PROBLEM DETAILS:
Every record must be output verbatim in the reply.

DATASET EXCERPTS:

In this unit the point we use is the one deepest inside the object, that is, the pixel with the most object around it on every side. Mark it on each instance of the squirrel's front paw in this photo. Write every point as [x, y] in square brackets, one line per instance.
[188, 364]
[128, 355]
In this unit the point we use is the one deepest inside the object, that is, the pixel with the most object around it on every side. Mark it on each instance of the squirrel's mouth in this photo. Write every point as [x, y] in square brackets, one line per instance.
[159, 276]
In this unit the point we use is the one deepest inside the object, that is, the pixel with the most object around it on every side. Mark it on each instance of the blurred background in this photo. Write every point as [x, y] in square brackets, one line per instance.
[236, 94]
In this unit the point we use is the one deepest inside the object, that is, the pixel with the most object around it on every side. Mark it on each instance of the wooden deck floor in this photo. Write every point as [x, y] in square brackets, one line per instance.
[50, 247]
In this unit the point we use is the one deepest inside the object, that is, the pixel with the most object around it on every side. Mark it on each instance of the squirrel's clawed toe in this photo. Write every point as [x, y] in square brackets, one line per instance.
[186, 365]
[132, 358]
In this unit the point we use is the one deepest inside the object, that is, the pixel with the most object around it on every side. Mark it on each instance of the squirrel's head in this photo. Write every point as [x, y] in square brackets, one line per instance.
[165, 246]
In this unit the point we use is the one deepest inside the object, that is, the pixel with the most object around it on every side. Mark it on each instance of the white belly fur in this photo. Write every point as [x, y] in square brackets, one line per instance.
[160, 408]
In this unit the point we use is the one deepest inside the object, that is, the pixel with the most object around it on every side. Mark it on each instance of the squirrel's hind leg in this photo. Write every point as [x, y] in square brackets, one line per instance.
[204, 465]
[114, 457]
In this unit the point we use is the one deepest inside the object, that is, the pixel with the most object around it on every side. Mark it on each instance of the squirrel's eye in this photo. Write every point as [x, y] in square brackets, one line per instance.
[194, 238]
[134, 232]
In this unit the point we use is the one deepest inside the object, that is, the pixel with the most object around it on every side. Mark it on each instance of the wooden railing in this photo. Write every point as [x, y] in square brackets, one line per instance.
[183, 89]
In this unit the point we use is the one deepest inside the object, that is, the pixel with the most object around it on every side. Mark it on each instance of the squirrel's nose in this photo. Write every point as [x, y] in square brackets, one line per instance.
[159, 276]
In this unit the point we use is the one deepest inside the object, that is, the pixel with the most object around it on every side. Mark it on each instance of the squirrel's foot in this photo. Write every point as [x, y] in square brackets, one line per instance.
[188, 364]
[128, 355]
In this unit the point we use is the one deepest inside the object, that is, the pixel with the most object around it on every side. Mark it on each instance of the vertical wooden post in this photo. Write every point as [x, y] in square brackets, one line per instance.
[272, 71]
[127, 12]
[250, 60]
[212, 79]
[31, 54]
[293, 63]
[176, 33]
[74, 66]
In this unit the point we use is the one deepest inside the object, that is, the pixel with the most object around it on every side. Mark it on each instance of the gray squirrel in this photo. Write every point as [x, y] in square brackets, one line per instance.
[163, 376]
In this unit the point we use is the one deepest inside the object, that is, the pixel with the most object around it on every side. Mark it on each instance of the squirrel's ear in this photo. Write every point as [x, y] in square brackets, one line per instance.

RESULT:
In this unit the point we use is the one deepest inside the object, that is, the pixel with the most object around it on every side. Mark it on each instance of the squirrel's front paw in this photo. Write every point as [x, y] in square brackets, one line per instance.
[188, 364]
[128, 355]
In this unit the point we use is the one deepest inside the object, that is, the pixel with the most object around it on every side. Mark it on each instance of the squirrel's mouth in this photo. Write every point as [x, y] in square brackets, one line per instance.
[159, 276]
In this unit the point we use is the one deepest inside the object, that is, the pixel with the most object around it on every side. Mark it on each instance of the blurred background in this photo. Write every point as [x, y] in square brackets, one line per instance.
[236, 94]
In this unit the point we use is the one deepest inside the object, that is, the pixel with the most object around it on every side. Mark it on each instance of the wooden deck floor in this photo. Write every point as [x, y] in square brackets, one line per instance.
[50, 247]
In this unit the point we use is the one deepest inside the object, that is, the pixel with the most object around it on every side. Mark it on each instance of the squirrel's clawed toe in this photo. Write every point as [x, y] in square brackets, one line per instance.
[186, 365]
[132, 358]
In this unit the point we use is the one deepest inside the object, that is, the pixel with the most object around it on every side. Mark it on each instance of the squirrel's head in this photo. Write every point as [x, y] in square brackets, one line per instance.
[165, 246]
In this unit the point we use is the one deepest inside the object, that is, the pixel with the most object around it on every side. Mark it on each instance of the white belly fur in this photo. Write every point as [x, y] in square brackets, one line per instance.
[160, 408]
In this unit the point we use is the one deepest inside the object, that is, the pixel with the most object around it on every side. Mark it on each instance of the squirrel's hind leg in this photo. Write every point as [x, y] in square brackets, one line per instance.
[204, 465]
[114, 457]
In this unit the point we use is the one deepest inside the object, that is, the pixel with the most object around it on every side. Mark it on each instance of the squirrel's eye in this photo. Write every point as [x, y] in square brackets, one line per instance.
[194, 238]
[134, 232]
In this unit the point we use is the one deepest inside the object, that is, the pixel with the most object around it on every side. Mark it on each instance of the wooden railing in this photo. Write every point as [x, y] in square brackets, one line per instance.
[183, 89]
In this unit the point we use is the one deepest inside the object, that is, the pixel with the most object around it on every side. Mark it on each instance of the squirrel's nose in this photo. Write every point as [x, y] in square brackets, one line per instance.
[159, 276]
In this unit the point we use is the one deepest inside the object, that is, the pixel with the most object around it on every side. Mark it on each instance of the squirrel's foot in this photo. Write every point as [x, y] in square brackets, one line per instance.
[188, 364]
[128, 355]
In this unit the point we use is the one deepest inside the object, that is, the pixel with the most object around it on every side. Mark it on each instance of the vertical wooden post in this photo. Write every point as [x, y] in square brackets, one line per instance.
[272, 71]
[127, 12]
[250, 60]
[212, 79]
[31, 54]
[293, 63]
[176, 33]
[74, 66]
In this unit the point we use is the one deepest inside the object, that is, the pixel with the most object around it on every side. Mark it on each instance of the gray squirrel in this photo. Write every point as [x, y] in square brackets, one line per instance.
[163, 376]
In this unit the point we use is the one deepest inside the object, that is, the pixel with the most object around it on every side. Mark it on each instance of the squirrel's ear in this photo. Write every point as [x, y] in square brackets, one line per instance.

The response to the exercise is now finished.